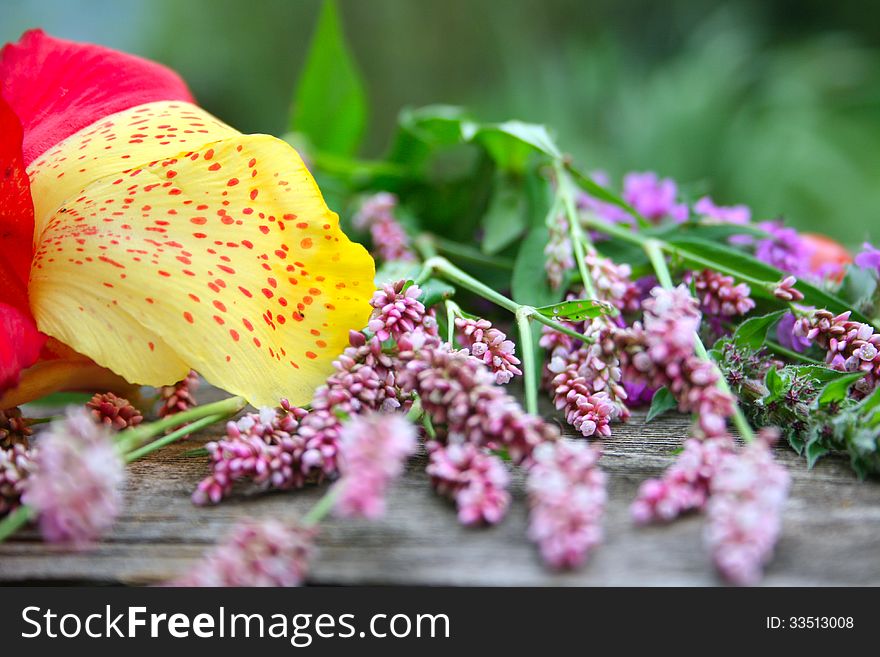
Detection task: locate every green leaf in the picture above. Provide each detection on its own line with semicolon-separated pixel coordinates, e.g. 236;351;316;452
418;278;456;307
397;105;469;147
839;264;877;308
291;0;367;156
764;366;785;400
482;174;528;254
534;298;616;322
646;387;678;422
512;227;561;307
815;371;866;407
806;438;830;469
667;236;869;323
732;310;785;350
789;364;857;387
466;121;561;171
374;260;420;287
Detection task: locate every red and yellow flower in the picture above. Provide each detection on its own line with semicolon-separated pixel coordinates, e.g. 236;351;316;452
0;30;374;407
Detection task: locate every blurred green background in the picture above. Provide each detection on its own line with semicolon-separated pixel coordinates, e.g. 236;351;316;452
3;0;879;244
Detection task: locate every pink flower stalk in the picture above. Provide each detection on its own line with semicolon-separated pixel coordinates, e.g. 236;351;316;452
705;429;790;586
397;330;558;464
526;440;607;569
772;276;804;302
631;434;734;524
585;247;640;312
0;444;34;516
795;309;880;397
455;317;522;385
426;441;510;525
23;407;125;546
312;330;402;415
192;402;338;506
368;281;434;343
632;286;735;435
687;269;755;321
174;519;315;587
352;192;416;262
333;412;417;519
86;392;143;430
157;370;199;418
544;214;575;290
547;355;616;437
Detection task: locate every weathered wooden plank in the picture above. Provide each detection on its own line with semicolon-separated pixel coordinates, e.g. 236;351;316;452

● **ABOUT THIS TASK**
In your copy of the data above, leave out the pictures and repeat everything else exactly.

● **REPLY TO THE TASK**
Detection task: locate every green leaf in the picture above. Provide each detection on its own line with semicolon-separated pixel coordinates, e.g. 236;351;316;452
418;278;456;307
397;105;469;147
839;264;877;308
291;0;367;156
764;366;785;400
482;174;528;254
534;298;616;322
646;387;678;422
512;227;561;307
815;371;866;407
806;438;830;469
667;236;869;323
732;310;785;350
789;364;857;387
466;121;561;171
374;260;420;287
Detection task: locate every red and yellow flower in the picture above. Provide each detection on its own line with semicolon-separated pixel coordinates, e.g. 236;351;316;452
0;30;374;407
Detection task: locate every blurred green background in the picture above. Provide each detection on its own line with semicolon-separated pixel coordinates, e.g. 236;351;316;452
3;0;879;244
Detection task: locate every pink flower stalk in the picture above. Provide each detection on its own line with semicolon-separated pixel coordinates, e.g. 236;351;316;452
705;429;790;586
397;330;558;464
526;440;607;569
772;276;804;302
631;434;734;524
585;247;640;312
0;444;34;516
795;309;880;397
455;317;522;385
426;441;510;525
23;407;125;546
312;330;402;415
192;402;338;506
368;281;434;343
632;286;735;435
687;269;755;321
174;519;315;587
352;192;416;262
333;412;417;519
86;392;143;430
157;370;199;418
544;214;575;290
547;355;616;437
Detection task: locate every weathered wooden plank in the picture above. Provide each detection on its own line with semicolon-separated pixel coordinates, e.g. 236;351;316;452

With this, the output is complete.